It sounds as if he loves you, I mean really loves you. He's knows about the BPD, he's reading the books, he's still with you. He hasn't run away. AND YOU ARE TRYING TO GET BETTER. Let him help you, by loving you.

[COLOR=Red]" I've heard that healing borderline personality disorder is a very difficult and painful thing. You have to revisit all of your old pain and deal with it head on. Ignoring the feelings works only for a short time. I am past the first hump- I readily admit that I'm sick, and I want to be better. But there is a lot of work to be done, and it will take time and living well to heal myself. It's not something you can just snap out of, it's a mental illness- a personality disorder that took years and years to create. There's no immediate cure."
[/COLOR] You are so right, there is no immediate cure and it will take time to get better.

You have the intelligence and the desire to help yourself. You have a wonderful man who loves you and is standing by you. You must be easier on yourself. You are doing all the right things. You will not always get it right, you will backslide, you will have setbacks, you will get better. The periods of not having problems will get longer and longer.

The key to maintaining a relationship,is communication: open and honest.

I have a wonderful husband, we've been married for 2 1/2 years and we've been together for over five years. When I first met Larry, it was over the internet. We communicated for a few weeks that way, and then I allowed him to phone me. That first phone call lasted 6 1/2 hours!. The second one was longer. After a few weeks, I worked up the courage to meet him in person. I didn't know what he looked like, I didn't care. I already loved him.

I told him, during one of our phone calls, about me being borderline. I told him that I would understand if he wanted to back out or just be friends only. He did some research, and then even more research. I was more honest with Larry than I have ever been with anyone in my life, and this was BEFORE I met him. After we met, I continued being honest with him.... I still am.

[Image point grounding data]
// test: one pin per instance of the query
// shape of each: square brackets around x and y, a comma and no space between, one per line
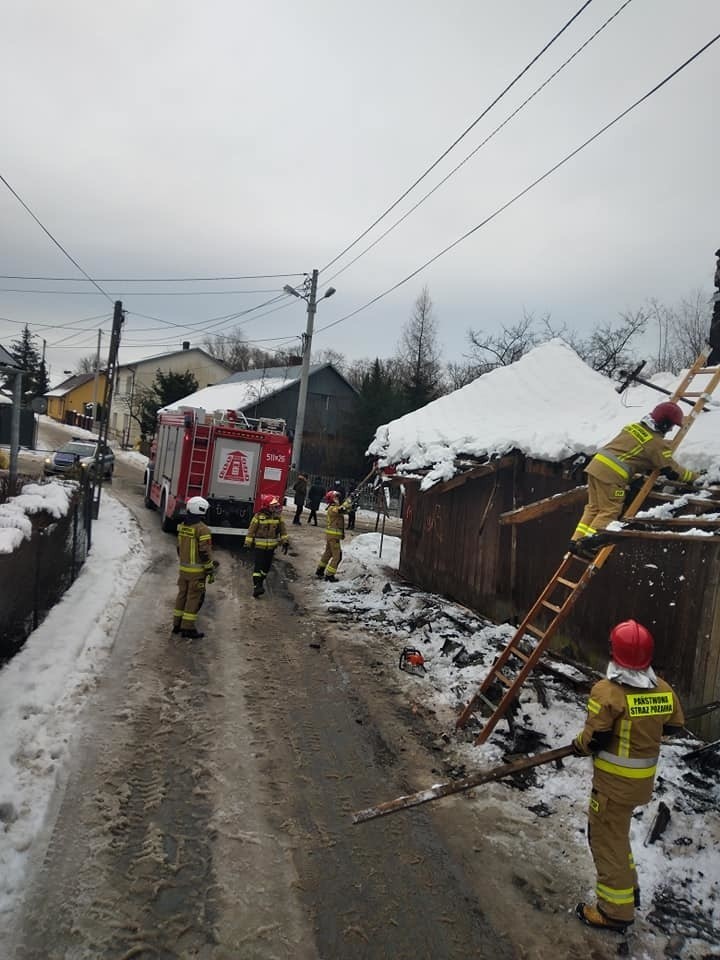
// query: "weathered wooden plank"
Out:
[542,507]
[483,470]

■ ACTIVITY
Rewrite the post about borderline personality disorder between "You have the" and "already loved him.", inclusive, changing "wonderful" to "devoted".

■ THE ANSWER
You have the intelligence and the desire to help yourself. You have a devoted man who loves you and is standing by you. You must be easier on yourself. You are doing all the right things. You will not always get it right, you will backslide, you will have setbacks, you will get better. The periods of not having problems will get longer and longer.

The key to maintaining a relationship,is communication: open and honest.

I have a devoted husband, we've been married for 2 1/2 years and we've been together for over five years. When I first met Larry, it was over the internet. We communicated for a few weeks that way, and then I allowed him to phone me. That first phone call lasted 6 1/2 hours!. The second one was longer. After a few weeks, I worked up the courage to meet him in person. I didn't know what he looked like, I didn't care. I already loved him.